Copy the listing line for line, starting at its beginning and stopping after the line that contains "267;236;322;329". Leave out the pictures.

Entries on finding named things –
────────
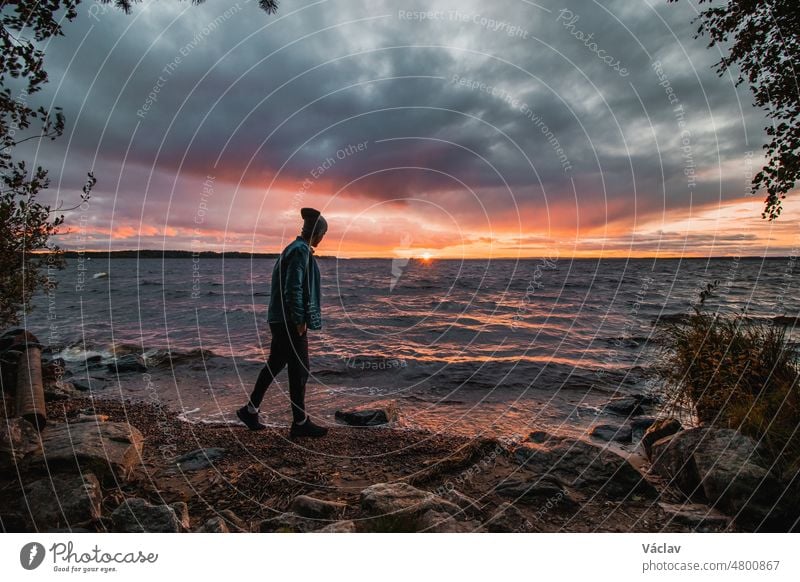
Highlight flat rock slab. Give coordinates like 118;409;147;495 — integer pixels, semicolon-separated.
334;405;397;426
0;418;40;470
25;422;144;482
292;495;347;520
175;447;225;471
111;497;189;533
658;503;731;531
495;475;577;509
514;434;658;499
590;424;633;443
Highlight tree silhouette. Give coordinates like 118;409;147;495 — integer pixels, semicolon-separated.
668;0;800;220
0;0;278;325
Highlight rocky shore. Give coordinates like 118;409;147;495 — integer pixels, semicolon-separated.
0;330;800;532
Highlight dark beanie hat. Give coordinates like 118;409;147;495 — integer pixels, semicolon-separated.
300;208;328;238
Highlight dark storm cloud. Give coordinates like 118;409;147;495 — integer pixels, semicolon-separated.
26;0;764;235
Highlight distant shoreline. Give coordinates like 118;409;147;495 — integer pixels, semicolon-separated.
54;249;791;262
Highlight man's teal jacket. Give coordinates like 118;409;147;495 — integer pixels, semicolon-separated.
267;236;322;329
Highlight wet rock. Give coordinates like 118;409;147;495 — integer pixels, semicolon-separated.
317;520;356;533
258;511;330;533
195;517;231;533
414;509;486;533
334;403;397;426
69;413;110;424
72;380;91;392
658;503;731;532
440;489;483;517
642;418;683;460
484;502;531;533
0;418;41;470
111;497;189;533
219;509;250;532
652;428;800;531
24;422;144;482
515;435;658;499
42;358;69;383
494;475;577;509
175;447;225;471
360;483;461;532
525;430;553;444
292;495;347;520
605;394;644;416
630;416;656;441
25;473;103;531
108;354;147;374
43;381;81;402
590;424;633;443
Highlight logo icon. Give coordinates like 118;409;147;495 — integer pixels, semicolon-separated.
19;542;45;570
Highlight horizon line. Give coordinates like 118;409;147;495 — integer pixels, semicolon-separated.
51;249;795;262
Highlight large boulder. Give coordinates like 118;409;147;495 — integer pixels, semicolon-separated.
25;473;103;531
652;427;800;531
111;497;189;533
514;433;658;499
25;422;144;482
360;483;461;532
0;418;41;471
642;418;683;460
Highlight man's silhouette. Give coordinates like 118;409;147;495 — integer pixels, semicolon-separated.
236;208;328;437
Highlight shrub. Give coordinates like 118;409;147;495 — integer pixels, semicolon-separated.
656;281;800;469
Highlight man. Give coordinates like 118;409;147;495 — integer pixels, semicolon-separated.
236;208;328;437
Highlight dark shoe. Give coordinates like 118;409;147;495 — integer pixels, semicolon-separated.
236;404;267;430
289;417;328;437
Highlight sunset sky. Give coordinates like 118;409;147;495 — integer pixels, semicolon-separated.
20;0;800;258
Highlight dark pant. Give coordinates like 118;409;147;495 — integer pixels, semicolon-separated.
250;322;309;422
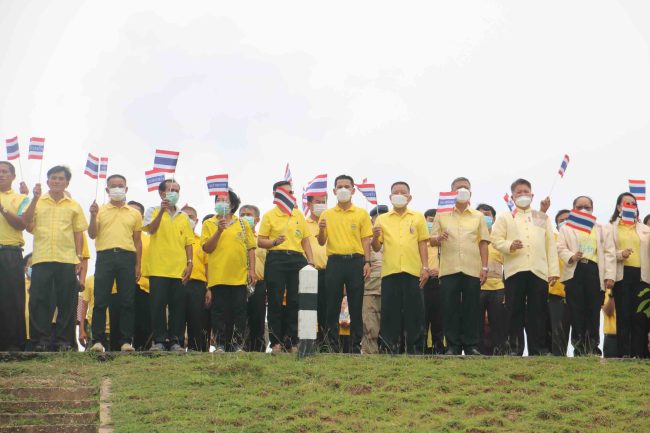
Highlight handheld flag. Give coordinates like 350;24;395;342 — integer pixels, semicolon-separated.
205;174;228;195
566;209;596;233
628;179;645;200
5;137;20;161
153;149;180;173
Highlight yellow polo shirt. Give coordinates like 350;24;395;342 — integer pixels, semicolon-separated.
0;189;29;247
143;206;194;278
306;216;327;271
201;215;255;287
431;207;490;278
32;194;88;266
95;203;142;252
375;209;429;277
259;206;311;254
320;204;372;256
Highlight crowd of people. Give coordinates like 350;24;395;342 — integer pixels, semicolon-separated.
0;161;650;358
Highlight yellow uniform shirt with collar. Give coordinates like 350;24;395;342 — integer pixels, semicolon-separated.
320;204;372;256
306;216;327;271
375;209;429;277
95;203;142;252
201;215;255;287
259;206;311;254
143;206;194;278
0;189;29;247
32;194;88;265
432;207;490;278
616;223;641;268
492;209;560;281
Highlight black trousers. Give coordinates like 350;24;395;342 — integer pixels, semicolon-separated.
92;250;136;346
29;262;79;351
378;274;424;354
149;277;185;345
506;271;548;356
264;251;307;347
422;278;445;355
210;285;247;348
478;289;508;355
440;272;481;355
0;247;27;352
324;254;364;353
548;294;571;356
564;261;604;356
246;281;266;352
185;280;210;352
613;266;648;358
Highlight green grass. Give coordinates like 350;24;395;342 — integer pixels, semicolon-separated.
0;354;650;433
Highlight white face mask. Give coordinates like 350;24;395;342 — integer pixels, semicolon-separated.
456;188;472;203
390;194;409;209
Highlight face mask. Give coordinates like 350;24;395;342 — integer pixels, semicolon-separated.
314;203;327;216
456;188;472;203
108;188;126;201
390;194;408;209
336;188;352;203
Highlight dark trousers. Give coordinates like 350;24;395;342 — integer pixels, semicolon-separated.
92;250;136;346
506;271;548;356
478;289;508;355
324;254;364;353
134;286;152;350
264;251;307;347
613;266;648;358
422;278;445;355
246;281;266;352
440;272;481;355
185;280;210;352
0;247;27;352
29;262;79;351
378;274;424;354
210;285;247;348
564;261;604;356
148;277;185;345
548;295;571;356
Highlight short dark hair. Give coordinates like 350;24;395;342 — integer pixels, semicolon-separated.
334;174;354;188
476;203;497;218
510;178;533;193
47;165;72;182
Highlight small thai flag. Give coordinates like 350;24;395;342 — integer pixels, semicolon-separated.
5;137;20;161
436;191;458;213
273;188;296;216
144;168;165;192
621;203;636;225
153;149;180;173
558;155;569;177
84;153;99;179
566;209;596;233
628;178;645;200
205;174;228;195
27;137;45;160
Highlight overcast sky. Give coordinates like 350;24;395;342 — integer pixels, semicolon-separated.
0;0;650;243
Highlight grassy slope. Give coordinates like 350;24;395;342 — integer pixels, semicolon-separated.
0;354;650;433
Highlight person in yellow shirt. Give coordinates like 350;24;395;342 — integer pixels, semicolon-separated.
143;179;194;352
23;166;88;351
492;179;560;356
372;181;430;354
257;181;314;353
182;206;212;352
318;174;372;353
201;189;257;353
0;161;29;351
88;174;142;352
239;204;267;352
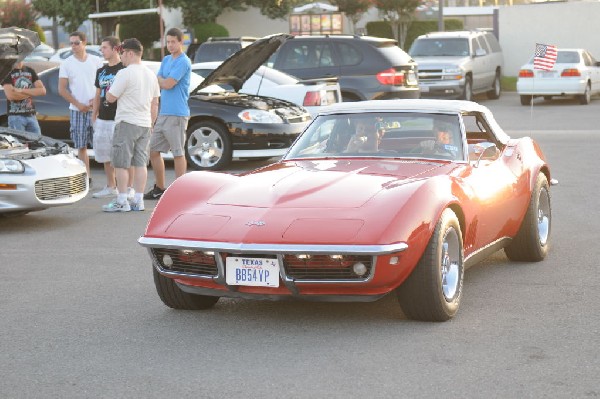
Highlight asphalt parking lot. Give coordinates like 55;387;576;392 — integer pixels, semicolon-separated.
0;93;600;398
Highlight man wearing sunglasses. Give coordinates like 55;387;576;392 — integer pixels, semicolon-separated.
58;31;103;185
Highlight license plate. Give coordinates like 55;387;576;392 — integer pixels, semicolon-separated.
225;256;279;287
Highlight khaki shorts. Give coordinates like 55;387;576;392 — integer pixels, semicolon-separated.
110;122;150;169
93;119;115;163
150;115;190;157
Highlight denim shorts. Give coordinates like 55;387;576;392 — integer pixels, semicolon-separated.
69;109;94;149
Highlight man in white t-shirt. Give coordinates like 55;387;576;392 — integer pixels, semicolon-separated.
102;38;160;212
58;31;103;182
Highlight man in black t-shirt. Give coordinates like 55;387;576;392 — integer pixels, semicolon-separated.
92;36;133;198
2;61;46;135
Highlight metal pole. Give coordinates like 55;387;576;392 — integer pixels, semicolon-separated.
438;0;444;32
158;0;165;60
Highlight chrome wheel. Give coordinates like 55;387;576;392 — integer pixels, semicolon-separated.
440;228;461;302
537;187;551;246
186;121;232;170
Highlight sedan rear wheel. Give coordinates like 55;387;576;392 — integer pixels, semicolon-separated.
152;267;219;310
520;96;533;105
579;83;592;105
185;121;233;170
504;173;552;262
396;209;464;321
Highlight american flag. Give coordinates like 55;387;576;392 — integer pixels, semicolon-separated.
533;43;557;71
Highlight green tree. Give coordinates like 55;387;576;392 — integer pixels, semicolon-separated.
331;0;373;33
374;0;421;48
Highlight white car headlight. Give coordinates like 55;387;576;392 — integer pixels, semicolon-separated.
444;68;463;75
0;159;25;173
238;109;283;123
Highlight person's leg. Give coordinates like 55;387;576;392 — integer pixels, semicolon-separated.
8;115;25;130
172;156;187;178
150;151;165;190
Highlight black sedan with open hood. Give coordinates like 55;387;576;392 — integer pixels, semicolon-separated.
186;34;311;170
0;34;311;170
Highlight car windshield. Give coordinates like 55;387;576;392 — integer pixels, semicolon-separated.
408;39;469;57
285;112;464;160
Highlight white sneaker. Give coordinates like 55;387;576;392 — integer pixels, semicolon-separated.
128;199;146;211
92;186;119;198
102;198;131;212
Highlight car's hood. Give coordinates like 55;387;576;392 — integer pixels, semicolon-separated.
207;160;444;209
192;33;293;94
0;27;40;80
413;56;471;69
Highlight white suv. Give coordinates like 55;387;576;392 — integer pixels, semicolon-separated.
408;31;504;101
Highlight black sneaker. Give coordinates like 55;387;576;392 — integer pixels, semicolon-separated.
144;184;165;199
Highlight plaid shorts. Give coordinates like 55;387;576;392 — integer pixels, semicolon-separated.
69;109;94;149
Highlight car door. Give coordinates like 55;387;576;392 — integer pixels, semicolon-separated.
471;37;492;91
463;112;527;248
274;39;340;79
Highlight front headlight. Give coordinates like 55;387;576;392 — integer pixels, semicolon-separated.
238;109;283;123
444;68;463;75
0;159;25;173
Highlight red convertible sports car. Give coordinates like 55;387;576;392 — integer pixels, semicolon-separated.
139;100;552;321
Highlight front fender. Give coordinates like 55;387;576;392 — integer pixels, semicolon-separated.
144;171;238;237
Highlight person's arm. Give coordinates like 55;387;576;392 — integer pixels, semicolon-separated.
150;97;158;125
17;79;46;97
58;78;90;112
92;87;101;123
158;76;177;90
2;83;29;101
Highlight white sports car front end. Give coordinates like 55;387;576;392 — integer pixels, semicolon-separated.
0;128;89;214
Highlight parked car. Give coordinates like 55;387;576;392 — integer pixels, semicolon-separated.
192;62;342;116
50;44;103;62
0;28;89;215
192;36;257;63
268;35;419;101
0;35;312;169
408;30;504;100
139;99;552;321
517;49;600;105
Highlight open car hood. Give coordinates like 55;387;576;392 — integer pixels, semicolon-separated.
191;33;293;94
0;27;40;80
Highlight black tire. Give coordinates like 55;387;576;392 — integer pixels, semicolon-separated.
152;267;219;310
504;173;552;262
396;209;464;321
486;71;502;100
579;82;592;105
519;96;533;105
185;121;233;170
460;75;473;101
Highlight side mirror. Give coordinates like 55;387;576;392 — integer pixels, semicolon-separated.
469;141;499;168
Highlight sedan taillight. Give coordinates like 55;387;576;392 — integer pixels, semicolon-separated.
519;69;533;78
377;68;404;86
302;91;321;107
560;68;581;77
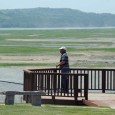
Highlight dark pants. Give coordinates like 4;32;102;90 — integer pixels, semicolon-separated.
61;68;69;93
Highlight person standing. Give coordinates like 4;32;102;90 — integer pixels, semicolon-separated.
56;47;69;93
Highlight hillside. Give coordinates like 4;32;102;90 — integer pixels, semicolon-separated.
0;8;115;28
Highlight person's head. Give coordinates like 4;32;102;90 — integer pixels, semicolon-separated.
59;47;66;54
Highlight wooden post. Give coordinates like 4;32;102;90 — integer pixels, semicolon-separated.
84;74;88;100
74;75;78;104
102;70;106;93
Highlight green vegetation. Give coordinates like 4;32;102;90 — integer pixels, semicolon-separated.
0;104;115;115
0;28;115;67
0;8;115;28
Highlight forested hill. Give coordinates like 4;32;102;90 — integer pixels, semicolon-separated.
0;8;115;28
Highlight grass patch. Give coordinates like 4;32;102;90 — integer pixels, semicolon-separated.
0;104;115;115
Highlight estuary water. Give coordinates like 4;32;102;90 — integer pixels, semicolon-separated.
0;68;23;103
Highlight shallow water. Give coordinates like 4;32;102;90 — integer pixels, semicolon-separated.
0;68;23;103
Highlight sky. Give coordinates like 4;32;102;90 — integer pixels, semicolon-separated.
0;0;115;14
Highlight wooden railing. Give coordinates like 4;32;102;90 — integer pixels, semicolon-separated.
24;69;88;104
24;68;115;103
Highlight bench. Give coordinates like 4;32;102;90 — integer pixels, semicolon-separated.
0;91;45;106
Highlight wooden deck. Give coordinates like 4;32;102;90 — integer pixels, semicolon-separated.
83;93;115;109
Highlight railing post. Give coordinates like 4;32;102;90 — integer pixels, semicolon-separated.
52;69;57;104
74;75;78;104
84;74;88;100
102;70;106;93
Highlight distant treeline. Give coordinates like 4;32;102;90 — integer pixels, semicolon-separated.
0;8;115;28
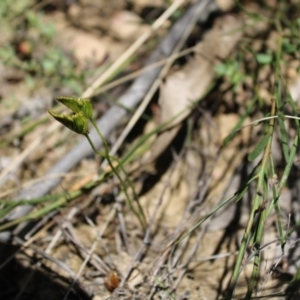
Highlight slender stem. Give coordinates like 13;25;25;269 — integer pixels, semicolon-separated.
85;119;147;228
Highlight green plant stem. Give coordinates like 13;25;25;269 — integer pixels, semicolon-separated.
226;102;275;299
85;119;147;229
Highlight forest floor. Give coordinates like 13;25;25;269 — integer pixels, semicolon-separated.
0;0;300;300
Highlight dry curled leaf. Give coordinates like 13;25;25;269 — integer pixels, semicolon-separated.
159;16;242;127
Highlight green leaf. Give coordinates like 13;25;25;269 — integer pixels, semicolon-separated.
256;53;273;65
57;97;93;119
48;110;89;135
248;135;270;161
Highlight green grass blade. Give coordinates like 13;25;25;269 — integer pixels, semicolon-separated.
248;134;270;161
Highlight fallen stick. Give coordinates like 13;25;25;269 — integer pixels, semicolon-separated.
0;0;218;242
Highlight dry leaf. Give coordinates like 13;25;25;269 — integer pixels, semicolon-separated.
159;16;242;127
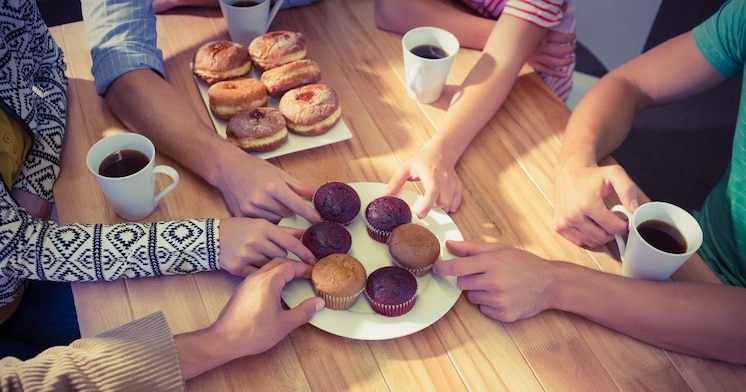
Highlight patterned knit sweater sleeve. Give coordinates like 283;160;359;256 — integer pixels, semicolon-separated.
0;189;219;306
0;312;185;391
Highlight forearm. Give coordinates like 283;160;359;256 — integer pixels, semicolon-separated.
106;69;245;190
549;262;746;363
174;327;235;381
558;77;639;170
435;15;546;159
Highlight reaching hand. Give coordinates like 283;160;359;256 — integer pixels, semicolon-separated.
219;218;316;276
217;149;321;223
210;259;324;358
434;240;554;321
526;30;577;77
553;161;637;247
385;144;463;219
175;259;324;380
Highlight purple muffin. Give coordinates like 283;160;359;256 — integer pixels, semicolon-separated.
313;181;360;226
365;196;412;244
301;221;352;260
365;266;417;317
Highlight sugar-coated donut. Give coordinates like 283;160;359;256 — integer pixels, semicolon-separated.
249;31;306;71
192;41;251;84
226;107;288;152
262;59;321;97
278;83;342;136
207;78;269;120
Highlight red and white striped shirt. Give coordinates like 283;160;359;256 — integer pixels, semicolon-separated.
461;0;575;100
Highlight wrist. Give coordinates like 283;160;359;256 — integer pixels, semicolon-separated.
174;325;237;381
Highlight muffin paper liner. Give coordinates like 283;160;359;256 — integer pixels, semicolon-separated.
316;286;365;310
365;291;417;317
392;258;433;278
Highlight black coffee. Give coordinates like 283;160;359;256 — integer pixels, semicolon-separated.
410;45;448;60
98;150;150;177
231;0;261;7
637;220;687;253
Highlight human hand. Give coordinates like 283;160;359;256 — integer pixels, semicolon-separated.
553;160;638;248
433;240;554;322
175;259;324;380
216;148;321;223
384;143;463;219
219;218;316;276
10;188;52;221
526;30;577;77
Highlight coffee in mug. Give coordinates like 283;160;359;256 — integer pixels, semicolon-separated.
410;45;448;60
402;26;459;103
637;219;687;254
98;150;150;178
86;132;179;220
611;201;702;280
231;0;261;7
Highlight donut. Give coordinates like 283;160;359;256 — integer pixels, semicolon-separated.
192;41;251;84
249;31;306;71
262;59;321;97
278;83;342;136
226;107;288;152
207;78;269;120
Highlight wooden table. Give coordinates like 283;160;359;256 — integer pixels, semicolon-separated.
────────
EXERCISE OUTPUT –
Highlight flat rock slab. Give coordinates like 118;409;147;495 — integer pixels, semicolon-separated.
334;405;397;426
0;418;40;470
25;422;144;482
292;495;347;520
175;447;225;471
111;497;189;533
658;503;731;531
495;475;577;509
514;434;658;499
590;424;633;443
Highlight tree silhouette. Give coordinates like 118;409;147;495 — integer pixels, semicolon-separated.
668;0;800;220
0;0;278;325
Highlight rocky shore. Give coordinates like 118;409;147;495 — integer pixels, semicolon-separated.
0;330;800;532
Highlight dark beanie hat. Give coordinates like 118;409;147;495 — integer pixels, semicolon-separated.
300;208;328;238
Highlight dark storm cloud. Give coordinates like 118;409;147;495 — integer pixels, semicolon-separated.
26;0;764;235
Highlight distant shoreline. Give coordinates like 118;409;147;495 — integer pixels, semicolon-separated.
54;249;791;262
Highlight man's teal jacket. Give coordinates like 118;409;147;495 — integer pixels, semicolon-separated.
267;236;322;329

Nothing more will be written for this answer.